======== Supplied data
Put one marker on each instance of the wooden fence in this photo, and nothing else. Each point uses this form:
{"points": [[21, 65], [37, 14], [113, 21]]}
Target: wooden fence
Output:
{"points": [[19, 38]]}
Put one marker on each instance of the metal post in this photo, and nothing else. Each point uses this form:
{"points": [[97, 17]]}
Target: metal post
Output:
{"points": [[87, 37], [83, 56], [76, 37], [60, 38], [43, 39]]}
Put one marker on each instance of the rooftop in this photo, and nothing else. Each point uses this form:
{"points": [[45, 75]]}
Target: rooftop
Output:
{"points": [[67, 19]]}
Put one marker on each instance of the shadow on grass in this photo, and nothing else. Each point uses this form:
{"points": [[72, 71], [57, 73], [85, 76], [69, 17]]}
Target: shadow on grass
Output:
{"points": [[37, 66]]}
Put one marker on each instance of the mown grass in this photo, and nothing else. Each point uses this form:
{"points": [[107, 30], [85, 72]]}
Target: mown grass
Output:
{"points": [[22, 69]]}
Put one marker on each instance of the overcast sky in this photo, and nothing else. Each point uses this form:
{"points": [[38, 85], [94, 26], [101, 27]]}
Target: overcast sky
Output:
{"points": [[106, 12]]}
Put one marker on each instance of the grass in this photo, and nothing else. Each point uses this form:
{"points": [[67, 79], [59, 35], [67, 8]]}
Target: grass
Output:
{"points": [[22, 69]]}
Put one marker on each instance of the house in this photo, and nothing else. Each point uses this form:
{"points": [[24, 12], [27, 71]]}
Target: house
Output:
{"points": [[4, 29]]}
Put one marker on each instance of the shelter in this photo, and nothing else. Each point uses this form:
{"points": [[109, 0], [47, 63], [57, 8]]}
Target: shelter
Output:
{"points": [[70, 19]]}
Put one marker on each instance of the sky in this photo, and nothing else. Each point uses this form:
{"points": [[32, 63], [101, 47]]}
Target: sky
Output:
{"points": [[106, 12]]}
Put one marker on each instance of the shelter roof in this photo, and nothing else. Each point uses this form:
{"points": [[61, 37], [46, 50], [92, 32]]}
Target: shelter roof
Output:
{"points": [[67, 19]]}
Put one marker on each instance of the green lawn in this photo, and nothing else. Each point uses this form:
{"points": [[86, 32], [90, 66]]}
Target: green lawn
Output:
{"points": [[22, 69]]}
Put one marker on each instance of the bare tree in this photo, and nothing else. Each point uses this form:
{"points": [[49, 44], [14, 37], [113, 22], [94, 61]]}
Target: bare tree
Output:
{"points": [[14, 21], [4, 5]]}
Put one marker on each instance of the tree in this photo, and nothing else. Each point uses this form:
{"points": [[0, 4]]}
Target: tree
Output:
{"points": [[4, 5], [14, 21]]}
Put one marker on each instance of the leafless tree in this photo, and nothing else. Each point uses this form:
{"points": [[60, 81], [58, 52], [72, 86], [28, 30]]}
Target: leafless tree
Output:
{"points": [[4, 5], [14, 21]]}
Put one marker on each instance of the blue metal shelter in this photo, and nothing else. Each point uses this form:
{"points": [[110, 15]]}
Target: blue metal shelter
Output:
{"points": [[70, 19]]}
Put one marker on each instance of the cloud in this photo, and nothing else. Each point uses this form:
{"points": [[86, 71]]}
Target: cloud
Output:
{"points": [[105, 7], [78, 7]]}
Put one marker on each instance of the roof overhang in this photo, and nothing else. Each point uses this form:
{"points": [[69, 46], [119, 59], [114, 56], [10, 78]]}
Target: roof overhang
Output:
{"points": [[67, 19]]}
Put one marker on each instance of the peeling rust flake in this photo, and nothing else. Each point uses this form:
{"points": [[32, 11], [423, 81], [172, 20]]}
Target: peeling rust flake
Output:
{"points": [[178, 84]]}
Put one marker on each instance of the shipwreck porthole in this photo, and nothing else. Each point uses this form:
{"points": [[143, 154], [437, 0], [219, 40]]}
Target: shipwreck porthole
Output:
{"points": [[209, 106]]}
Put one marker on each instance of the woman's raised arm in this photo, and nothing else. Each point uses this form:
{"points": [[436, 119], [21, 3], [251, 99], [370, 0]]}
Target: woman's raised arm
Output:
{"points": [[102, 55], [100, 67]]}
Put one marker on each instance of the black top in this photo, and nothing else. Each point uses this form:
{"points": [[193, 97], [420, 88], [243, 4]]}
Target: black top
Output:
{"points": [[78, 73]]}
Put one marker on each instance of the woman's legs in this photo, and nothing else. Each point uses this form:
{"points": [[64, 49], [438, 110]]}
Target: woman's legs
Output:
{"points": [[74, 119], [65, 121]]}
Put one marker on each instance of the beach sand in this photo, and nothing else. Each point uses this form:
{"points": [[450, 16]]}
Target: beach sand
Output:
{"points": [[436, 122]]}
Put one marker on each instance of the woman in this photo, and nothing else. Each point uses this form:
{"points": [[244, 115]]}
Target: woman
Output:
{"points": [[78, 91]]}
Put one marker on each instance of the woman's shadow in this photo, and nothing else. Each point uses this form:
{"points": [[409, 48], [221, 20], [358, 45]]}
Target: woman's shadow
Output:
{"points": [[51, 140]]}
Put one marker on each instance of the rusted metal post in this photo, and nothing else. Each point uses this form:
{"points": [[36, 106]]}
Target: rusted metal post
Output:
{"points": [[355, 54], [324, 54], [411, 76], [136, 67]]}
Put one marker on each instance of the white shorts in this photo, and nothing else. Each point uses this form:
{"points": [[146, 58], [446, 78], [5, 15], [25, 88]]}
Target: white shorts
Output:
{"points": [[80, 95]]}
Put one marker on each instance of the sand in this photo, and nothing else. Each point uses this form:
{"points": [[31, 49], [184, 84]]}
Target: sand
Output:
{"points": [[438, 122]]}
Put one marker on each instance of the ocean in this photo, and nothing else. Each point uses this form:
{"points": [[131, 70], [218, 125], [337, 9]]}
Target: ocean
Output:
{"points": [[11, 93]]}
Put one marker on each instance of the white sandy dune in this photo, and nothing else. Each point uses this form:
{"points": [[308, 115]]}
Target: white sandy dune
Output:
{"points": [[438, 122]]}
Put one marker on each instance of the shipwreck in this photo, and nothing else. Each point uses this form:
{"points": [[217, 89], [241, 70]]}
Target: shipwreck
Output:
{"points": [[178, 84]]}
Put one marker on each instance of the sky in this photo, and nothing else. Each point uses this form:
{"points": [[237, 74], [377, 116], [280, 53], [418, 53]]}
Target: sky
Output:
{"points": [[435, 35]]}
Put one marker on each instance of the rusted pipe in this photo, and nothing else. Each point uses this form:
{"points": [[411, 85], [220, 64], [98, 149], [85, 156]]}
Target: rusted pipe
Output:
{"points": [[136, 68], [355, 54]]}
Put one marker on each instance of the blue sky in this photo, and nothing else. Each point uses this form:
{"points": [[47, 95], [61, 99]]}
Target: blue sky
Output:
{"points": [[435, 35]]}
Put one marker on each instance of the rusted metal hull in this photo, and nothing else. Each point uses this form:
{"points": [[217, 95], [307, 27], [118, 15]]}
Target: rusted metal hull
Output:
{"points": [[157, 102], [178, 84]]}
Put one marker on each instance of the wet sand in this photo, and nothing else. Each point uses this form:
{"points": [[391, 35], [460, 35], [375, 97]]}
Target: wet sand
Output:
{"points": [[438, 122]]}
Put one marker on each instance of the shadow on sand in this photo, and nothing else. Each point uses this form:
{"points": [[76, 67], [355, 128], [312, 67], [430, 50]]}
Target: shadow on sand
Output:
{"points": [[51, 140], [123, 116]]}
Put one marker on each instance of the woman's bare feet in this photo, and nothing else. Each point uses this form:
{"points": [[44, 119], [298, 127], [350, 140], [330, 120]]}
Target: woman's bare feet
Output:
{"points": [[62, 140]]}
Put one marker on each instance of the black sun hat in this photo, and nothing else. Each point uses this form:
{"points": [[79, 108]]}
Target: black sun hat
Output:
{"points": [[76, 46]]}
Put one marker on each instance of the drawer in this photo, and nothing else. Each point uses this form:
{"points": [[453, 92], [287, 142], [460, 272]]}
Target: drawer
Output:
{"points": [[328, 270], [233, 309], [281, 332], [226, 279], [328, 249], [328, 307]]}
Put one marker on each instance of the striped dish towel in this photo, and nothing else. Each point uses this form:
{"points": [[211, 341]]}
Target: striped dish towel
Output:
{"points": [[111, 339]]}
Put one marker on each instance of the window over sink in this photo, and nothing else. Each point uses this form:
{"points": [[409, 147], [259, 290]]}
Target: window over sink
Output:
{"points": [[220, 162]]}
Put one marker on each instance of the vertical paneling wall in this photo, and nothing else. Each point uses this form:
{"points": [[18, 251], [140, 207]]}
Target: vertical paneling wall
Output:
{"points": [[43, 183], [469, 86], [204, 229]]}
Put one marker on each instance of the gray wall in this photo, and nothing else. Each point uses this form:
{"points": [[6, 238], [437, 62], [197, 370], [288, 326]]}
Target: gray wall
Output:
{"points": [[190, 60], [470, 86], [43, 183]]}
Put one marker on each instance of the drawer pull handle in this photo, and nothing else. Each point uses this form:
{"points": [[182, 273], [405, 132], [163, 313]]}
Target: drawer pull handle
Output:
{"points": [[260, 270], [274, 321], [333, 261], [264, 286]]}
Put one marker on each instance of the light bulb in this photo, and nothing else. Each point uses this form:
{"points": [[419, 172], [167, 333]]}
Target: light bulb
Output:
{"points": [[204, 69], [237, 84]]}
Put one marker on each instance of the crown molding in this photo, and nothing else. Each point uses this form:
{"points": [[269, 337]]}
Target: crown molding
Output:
================
:: Problem to solve ::
The reply must consist solely of the lines from the one containing "Put one marker on each instance of the light" through the last line of the data, reproduced exactly.

:: Answer to this exercise ::
Put one marker on each instance of the light bulb in this photo, and nothing else. Each point uses this form:
{"points": [[419, 172], [167, 333]]}
Target: light bulb
Output:
{"points": [[204, 69], [237, 84]]}
Put one marker on each instance of the crown molding in this photo, and nothing else. Each point uses this form:
{"points": [[269, 337]]}
Target: crown molding
Output:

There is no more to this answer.